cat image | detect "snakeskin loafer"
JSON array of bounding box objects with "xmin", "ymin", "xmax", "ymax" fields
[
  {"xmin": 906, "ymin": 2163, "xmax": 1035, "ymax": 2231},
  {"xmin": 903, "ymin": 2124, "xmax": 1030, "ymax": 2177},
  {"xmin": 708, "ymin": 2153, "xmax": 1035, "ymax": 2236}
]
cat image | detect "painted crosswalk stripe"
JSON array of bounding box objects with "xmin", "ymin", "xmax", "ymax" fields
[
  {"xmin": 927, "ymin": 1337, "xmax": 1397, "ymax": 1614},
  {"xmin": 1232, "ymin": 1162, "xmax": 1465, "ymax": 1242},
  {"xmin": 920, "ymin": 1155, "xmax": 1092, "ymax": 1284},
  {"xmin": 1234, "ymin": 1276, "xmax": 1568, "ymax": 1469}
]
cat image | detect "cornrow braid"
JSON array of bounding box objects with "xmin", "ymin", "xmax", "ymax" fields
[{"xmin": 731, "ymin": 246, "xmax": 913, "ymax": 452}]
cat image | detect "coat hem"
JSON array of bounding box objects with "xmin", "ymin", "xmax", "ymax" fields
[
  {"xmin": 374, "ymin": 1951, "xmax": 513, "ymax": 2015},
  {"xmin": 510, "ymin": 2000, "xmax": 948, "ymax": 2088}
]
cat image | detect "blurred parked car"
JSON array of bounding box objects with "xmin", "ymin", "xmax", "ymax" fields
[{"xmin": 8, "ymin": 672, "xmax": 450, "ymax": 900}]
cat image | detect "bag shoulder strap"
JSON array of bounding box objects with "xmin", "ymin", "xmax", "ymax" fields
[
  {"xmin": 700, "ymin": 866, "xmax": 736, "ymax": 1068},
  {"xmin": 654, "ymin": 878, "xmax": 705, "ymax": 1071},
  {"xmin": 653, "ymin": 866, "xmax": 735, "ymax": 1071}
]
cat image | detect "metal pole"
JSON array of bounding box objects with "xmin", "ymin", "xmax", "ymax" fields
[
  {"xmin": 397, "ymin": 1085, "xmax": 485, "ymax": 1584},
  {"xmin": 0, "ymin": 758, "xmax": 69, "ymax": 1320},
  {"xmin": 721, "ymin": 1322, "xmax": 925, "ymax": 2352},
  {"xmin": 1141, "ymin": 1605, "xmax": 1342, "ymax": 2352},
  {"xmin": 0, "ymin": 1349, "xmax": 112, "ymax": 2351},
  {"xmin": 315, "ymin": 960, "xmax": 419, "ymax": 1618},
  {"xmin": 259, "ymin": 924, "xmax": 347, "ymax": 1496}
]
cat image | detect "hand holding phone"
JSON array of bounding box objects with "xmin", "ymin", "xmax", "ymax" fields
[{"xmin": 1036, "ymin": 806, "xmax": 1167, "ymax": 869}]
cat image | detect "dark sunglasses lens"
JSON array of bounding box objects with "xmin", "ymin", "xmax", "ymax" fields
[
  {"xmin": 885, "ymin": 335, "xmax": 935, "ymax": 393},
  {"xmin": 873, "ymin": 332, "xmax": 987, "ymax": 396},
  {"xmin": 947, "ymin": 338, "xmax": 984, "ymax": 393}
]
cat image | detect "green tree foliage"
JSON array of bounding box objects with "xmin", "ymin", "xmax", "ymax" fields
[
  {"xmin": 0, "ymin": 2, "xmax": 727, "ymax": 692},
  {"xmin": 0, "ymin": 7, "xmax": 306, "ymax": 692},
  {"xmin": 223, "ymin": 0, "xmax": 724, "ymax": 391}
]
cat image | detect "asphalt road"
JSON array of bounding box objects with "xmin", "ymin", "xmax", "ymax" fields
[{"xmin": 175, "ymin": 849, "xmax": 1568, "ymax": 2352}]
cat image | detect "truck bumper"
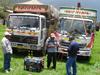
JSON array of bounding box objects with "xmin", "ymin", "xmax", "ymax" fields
[
  {"xmin": 58, "ymin": 46, "xmax": 91, "ymax": 57},
  {"xmin": 77, "ymin": 49, "xmax": 91, "ymax": 57},
  {"xmin": 11, "ymin": 42, "xmax": 41, "ymax": 50},
  {"xmin": 58, "ymin": 46, "xmax": 68, "ymax": 53}
]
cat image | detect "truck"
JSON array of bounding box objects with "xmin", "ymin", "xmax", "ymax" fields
[
  {"xmin": 58, "ymin": 3, "xmax": 97, "ymax": 58},
  {"xmin": 5, "ymin": 3, "xmax": 59, "ymax": 55}
]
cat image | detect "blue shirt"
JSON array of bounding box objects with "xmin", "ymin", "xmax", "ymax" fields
[
  {"xmin": 68, "ymin": 41, "xmax": 79, "ymax": 57},
  {"xmin": 46, "ymin": 37, "xmax": 58, "ymax": 53}
]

□ □ □ □ □

EXERCISE DESCRIPTION
A verbatim copy of the material is needed; pictures are not to appear in it.

EXERCISE ANSWER
cat image | detect "snakeskin loafer"
JSON array of bounding box objects with "xmin", "ymin", "xmax", "ymax" fields
[
  {"xmin": 906, "ymin": 2163, "xmax": 1035, "ymax": 2231},
  {"xmin": 903, "ymin": 2124, "xmax": 1030, "ymax": 2177},
  {"xmin": 708, "ymin": 2153, "xmax": 1035, "ymax": 2236}
]
cat image | detect "painted crosswalk stripe"
JSON array of bounding box objects with "xmin", "ymin", "xmax", "ymax" fields
[
  {"xmin": 927, "ymin": 1337, "xmax": 1397, "ymax": 1614},
  {"xmin": 1232, "ymin": 1162, "xmax": 1465, "ymax": 1242},
  {"xmin": 920, "ymin": 1155, "xmax": 1092, "ymax": 1284},
  {"xmin": 1234, "ymin": 1276, "xmax": 1568, "ymax": 1469}
]
cat image | detect "cornrow braid"
JSON array of bounding box objects with "xmin", "ymin", "xmax", "ymax" fields
[{"xmin": 731, "ymin": 246, "xmax": 913, "ymax": 452}]
cat image | detect "coat hem"
JSON array of bounding box objects with "xmin", "ymin", "xmax", "ymax" fields
[
  {"xmin": 374, "ymin": 1951, "xmax": 513, "ymax": 2015},
  {"xmin": 510, "ymin": 2000, "xmax": 948, "ymax": 2088}
]
cat image | detect "blurred parked car"
JSON array of bounding box objects with "xmin", "ymin", "xmax", "ymax" fields
[{"xmin": 8, "ymin": 672, "xmax": 450, "ymax": 900}]
cat image | detect "bag shoulder strap"
JSON array of bounding box objects with "xmin", "ymin", "xmax", "ymax" fields
[
  {"xmin": 700, "ymin": 866, "xmax": 736, "ymax": 1068},
  {"xmin": 654, "ymin": 878, "xmax": 705, "ymax": 1071},
  {"xmin": 653, "ymin": 866, "xmax": 735, "ymax": 1071}
]
cat image | detect "metal pole"
JSON array of bounding box objects with "xmin", "ymin", "xmax", "ymax" fields
[
  {"xmin": 397, "ymin": 1085, "xmax": 485, "ymax": 1584},
  {"xmin": 0, "ymin": 758, "xmax": 69, "ymax": 1320},
  {"xmin": 721, "ymin": 1322, "xmax": 925, "ymax": 2352},
  {"xmin": 1141, "ymin": 1605, "xmax": 1342, "ymax": 2352},
  {"xmin": 0, "ymin": 1349, "xmax": 112, "ymax": 2351},
  {"xmin": 315, "ymin": 960, "xmax": 419, "ymax": 1618},
  {"xmin": 259, "ymin": 924, "xmax": 347, "ymax": 1496}
]
cat image | detect "hand holding phone"
JSON array of bounding box objects with "xmin", "ymin", "xmax", "ymax" fields
[{"xmin": 1036, "ymin": 806, "xmax": 1167, "ymax": 869}]
cat image | detect "dark sunglasses lens"
JSON array of bounding box objects with "xmin", "ymin", "xmax", "ymax" fields
[
  {"xmin": 885, "ymin": 335, "xmax": 935, "ymax": 393},
  {"xmin": 873, "ymin": 332, "xmax": 987, "ymax": 396},
  {"xmin": 947, "ymin": 338, "xmax": 984, "ymax": 393}
]
cat image | detect "green tree foliage"
JSON array of bounding box objects with "xmin", "ymin", "xmax", "ymax" fields
[
  {"xmin": 0, "ymin": 2, "xmax": 727, "ymax": 692},
  {"xmin": 0, "ymin": 7, "xmax": 306, "ymax": 692},
  {"xmin": 223, "ymin": 0, "xmax": 724, "ymax": 391}
]
cat image | detect "asphalt road"
JSON array of bounding box objects with "xmin", "ymin", "xmax", "ymax" fields
[{"xmin": 175, "ymin": 849, "xmax": 1568, "ymax": 2352}]
cat image | detect "truck bumper"
JSON array of bounding box objects with "xmin", "ymin", "xmax", "ymax" fields
[
  {"xmin": 58, "ymin": 46, "xmax": 91, "ymax": 57},
  {"xmin": 77, "ymin": 49, "xmax": 91, "ymax": 57},
  {"xmin": 11, "ymin": 42, "xmax": 41, "ymax": 50},
  {"xmin": 58, "ymin": 46, "xmax": 68, "ymax": 53}
]
cat image | detect "truck"
JSON array of bounding box objects with "xmin", "ymin", "xmax", "ymax" fields
[
  {"xmin": 58, "ymin": 3, "xmax": 97, "ymax": 58},
  {"xmin": 5, "ymin": 3, "xmax": 59, "ymax": 55}
]
cat image | detect "blue shirt"
JSON array of bounding box objects with "xmin", "ymin", "xmax", "ymax" fields
[
  {"xmin": 68, "ymin": 41, "xmax": 79, "ymax": 57},
  {"xmin": 46, "ymin": 37, "xmax": 58, "ymax": 53}
]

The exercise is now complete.